- SOURCE DOCUMENT

○ ○ ○ ○ ○

David Gushee was raised Catholic but converted to evangelical Protestantism in his youth. The Baptist faith he encountered in his teenage years provided a language and intellectual framework for questioning and making sense of his religious experiences in an affirming environment. Rather than the passive Catholicism of his upbringing, Evangelicalism represented dynamism as his entire life was framed in terms of before and after: “You didn’t know Jesus, and then you did. Once you did, everything was different” (8). This new perspective accompanied Gushee to the College of William and Mary a public state university in Virginia. This was in marked contrast to the Baptist college education most Southern Baptists received at the time, but a decision that proved pivotal in his eventual decision to pursue Christian ethics as a vocation.

Studying religion at a public university, he was methodologically influenced by a non-confessional “religious studies” approach, receiving a strong foundation in the academic study of religion even as he struggled with intellectual challenges to the Southern Baptist literalism of his teenage conversion. Rather than avoid this struggle or escape it into a confessional “safe zone,” he viewed these intellectual challenges to his fundamentalist faith as an opportunity for growth. This intellectual foundation served him well: first, as he completed a master’s degree in religion at Southern Baptist Theological Seminary in Louisville, Kentucky, the flagship seminary for the Southern Baptist denomination, and then, in a surprising turn, through doctoral studies in Christian Ethics at Union Theological Seminary in New York, the bulwark of Protestant liberalism and liberationist thought in the U.S.

In his student years at Southern Seminary (1984–1987) Gushee witnessed first hand the ideological tensions that have fractured U.S. evangelicalism and eventually drove him out of the Southern Baptist Church. Moderate members of the faculty at Southern were eventually pushed out so that by 1993, when David Gushee began his academic career, a bloodless coup, had in the course of a few years, established an ultra-conservative, fundamentalist culture within the Southern Baptist Convention contributing to his eventual departure in 1996. During his three years on the faculty at Southern Gushee developed a solid academic reputation on the basis of his first book on the Holocaust; he received many invitations to lecture and started a long career of public ethics writing, which included drafting statements (including one on racial reconciliation) for the Southern Baptist Convention, which garnered national media attention. Slowly he was developing a reputation as a strong evangelical voice of conscience whose personal politics leaned a little left of center.

Now ensconced at Mercer University, it was his stance against government-sponsored torture (Gushee co-wrote a declaration against torture with his mentor, Glen Stassen in 2006) and his later very public efforts at LGBTQ [End Page 405] inclusion—impacted by his sister’s struggle to embrace her sexual identity—with the publication of Changing Our Mind (2015) that led to his being ostracized and shunned by the conservative evangelical community. Ultimately, Gushee concludes American evangelicalism is “deeply damaged” (146), but anyone reading this memoir closely can see that the fragmentation began long ago and no one person, however erudite, could have prevented it.

○ ○ ○ ○ ○

- EXERCISE 1
Select every line in the rows that contains the word "leather".
The rows have no connection to the review of David Gushee's memoir.

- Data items
○ ○ ○ ○ ○

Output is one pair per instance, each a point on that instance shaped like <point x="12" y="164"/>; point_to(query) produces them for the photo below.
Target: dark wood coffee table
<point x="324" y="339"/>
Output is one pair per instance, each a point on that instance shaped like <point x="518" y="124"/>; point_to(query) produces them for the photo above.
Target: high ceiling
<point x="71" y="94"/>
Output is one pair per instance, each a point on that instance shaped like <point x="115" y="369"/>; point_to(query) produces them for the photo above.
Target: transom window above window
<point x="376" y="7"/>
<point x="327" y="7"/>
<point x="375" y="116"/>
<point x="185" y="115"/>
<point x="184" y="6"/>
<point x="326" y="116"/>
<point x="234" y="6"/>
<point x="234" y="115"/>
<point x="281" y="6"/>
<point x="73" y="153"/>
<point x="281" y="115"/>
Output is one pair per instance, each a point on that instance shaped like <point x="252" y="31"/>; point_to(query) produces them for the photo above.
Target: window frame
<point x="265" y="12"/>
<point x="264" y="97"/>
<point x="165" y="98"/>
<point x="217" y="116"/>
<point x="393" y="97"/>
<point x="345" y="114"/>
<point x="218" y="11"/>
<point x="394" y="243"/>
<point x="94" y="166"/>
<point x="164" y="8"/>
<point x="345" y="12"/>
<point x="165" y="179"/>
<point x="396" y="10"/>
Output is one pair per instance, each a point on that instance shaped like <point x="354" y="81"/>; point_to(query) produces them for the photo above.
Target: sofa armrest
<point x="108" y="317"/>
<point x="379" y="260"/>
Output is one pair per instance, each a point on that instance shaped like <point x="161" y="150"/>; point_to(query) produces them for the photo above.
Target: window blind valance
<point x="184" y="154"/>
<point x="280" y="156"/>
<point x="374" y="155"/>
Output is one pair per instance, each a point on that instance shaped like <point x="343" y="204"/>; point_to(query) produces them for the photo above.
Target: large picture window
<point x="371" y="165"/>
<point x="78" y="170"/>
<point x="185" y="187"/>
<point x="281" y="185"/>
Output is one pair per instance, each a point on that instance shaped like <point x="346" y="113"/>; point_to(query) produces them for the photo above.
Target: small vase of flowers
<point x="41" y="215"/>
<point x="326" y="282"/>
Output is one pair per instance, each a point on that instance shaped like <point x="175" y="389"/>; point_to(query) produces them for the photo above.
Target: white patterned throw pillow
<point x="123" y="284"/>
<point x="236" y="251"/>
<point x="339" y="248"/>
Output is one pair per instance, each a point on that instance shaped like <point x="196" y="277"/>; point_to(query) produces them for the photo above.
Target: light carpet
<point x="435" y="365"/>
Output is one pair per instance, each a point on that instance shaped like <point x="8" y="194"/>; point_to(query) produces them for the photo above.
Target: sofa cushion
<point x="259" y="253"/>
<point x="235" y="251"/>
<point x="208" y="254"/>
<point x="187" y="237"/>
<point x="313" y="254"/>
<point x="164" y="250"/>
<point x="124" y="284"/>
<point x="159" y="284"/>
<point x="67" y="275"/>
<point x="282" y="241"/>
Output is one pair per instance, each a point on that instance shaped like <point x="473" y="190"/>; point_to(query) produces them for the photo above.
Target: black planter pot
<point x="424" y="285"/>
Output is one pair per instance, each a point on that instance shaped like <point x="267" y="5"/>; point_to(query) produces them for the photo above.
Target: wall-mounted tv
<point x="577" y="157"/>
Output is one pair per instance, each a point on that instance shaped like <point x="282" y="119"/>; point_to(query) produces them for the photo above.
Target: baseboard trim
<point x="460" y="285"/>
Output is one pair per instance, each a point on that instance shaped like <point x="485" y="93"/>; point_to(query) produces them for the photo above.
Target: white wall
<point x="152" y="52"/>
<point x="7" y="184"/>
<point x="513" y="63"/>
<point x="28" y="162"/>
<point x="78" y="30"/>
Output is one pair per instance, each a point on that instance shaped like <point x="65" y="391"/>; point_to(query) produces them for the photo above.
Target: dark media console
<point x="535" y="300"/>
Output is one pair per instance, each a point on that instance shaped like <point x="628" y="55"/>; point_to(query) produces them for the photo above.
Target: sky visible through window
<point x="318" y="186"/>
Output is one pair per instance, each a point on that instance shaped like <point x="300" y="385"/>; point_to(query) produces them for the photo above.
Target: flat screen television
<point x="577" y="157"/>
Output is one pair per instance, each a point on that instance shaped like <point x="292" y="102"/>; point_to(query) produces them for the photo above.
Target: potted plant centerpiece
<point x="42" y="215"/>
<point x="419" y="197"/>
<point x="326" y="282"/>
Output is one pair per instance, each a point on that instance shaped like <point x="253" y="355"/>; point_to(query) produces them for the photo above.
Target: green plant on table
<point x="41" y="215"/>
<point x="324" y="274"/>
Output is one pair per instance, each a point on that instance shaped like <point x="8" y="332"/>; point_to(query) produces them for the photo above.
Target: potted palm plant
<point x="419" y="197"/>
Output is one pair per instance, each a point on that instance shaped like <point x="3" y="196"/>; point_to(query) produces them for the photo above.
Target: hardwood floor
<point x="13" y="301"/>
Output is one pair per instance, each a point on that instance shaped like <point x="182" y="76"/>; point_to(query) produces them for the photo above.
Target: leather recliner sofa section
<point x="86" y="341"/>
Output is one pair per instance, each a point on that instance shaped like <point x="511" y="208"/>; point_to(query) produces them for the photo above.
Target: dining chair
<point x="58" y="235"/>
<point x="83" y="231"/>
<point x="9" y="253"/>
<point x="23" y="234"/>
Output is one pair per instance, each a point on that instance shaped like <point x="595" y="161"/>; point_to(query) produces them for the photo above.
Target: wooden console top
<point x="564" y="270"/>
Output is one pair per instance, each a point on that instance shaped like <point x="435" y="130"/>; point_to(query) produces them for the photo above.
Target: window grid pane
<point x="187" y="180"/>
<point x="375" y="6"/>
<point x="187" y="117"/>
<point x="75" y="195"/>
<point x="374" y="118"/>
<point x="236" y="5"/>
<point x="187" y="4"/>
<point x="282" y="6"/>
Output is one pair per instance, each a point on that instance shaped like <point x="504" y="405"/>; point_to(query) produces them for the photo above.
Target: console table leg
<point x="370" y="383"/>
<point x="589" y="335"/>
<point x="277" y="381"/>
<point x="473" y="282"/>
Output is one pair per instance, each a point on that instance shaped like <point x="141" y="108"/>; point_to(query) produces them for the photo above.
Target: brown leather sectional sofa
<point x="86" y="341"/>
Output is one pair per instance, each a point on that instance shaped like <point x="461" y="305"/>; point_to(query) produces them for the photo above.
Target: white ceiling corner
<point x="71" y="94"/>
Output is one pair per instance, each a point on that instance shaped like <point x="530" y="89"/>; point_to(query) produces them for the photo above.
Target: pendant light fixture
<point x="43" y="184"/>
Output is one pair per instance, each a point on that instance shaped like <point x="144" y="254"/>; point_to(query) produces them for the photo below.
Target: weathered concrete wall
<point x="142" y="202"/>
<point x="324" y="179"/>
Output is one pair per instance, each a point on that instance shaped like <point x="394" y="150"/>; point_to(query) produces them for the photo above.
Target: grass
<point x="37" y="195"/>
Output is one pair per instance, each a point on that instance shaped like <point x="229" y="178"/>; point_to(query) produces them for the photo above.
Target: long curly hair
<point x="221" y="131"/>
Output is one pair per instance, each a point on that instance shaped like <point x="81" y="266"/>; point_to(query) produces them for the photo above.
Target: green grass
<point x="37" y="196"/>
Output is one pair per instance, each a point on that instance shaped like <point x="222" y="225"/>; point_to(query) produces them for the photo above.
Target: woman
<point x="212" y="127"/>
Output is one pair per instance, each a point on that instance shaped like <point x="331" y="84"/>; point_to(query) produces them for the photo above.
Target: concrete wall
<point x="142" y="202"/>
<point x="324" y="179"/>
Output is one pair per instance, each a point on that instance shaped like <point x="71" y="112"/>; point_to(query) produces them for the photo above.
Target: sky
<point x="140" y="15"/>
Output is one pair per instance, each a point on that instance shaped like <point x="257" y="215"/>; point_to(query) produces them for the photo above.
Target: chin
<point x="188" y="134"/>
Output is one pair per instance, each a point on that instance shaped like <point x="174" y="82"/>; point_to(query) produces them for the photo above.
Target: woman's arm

○ ○ ○ ○ ○

- EXERCISE 2
Reproduce word for word the passage of the review of David Gushee's memoir that opens with the words "Now ensconced at" and closes with "have prevented it.".

- FINAL ANSWER 1
Target: leather recliner sofa section
Target: brown leather sectional sofa

- FINAL ANSWER 2
Now ensconced at Mercer University, it was his stance against government-sponsored torture (Gushee co-wrote a declaration against torture with his mentor, Glen Stassen in 2006) and his later very public efforts at LGBTQ [End Page 405] inclusion—impacted by his sister’s struggle to embrace her sexual identity—with the publication of Changing Our Mind (2015) that led to his being ostracized and shunned by the conservative evangelical community. Ultimately, Gushee concludes American evangelicalism is “deeply damaged” (146), but anyone reading this memoir closely can see that the fragmentation began long ago and no one person, however erudite, could have prevented it.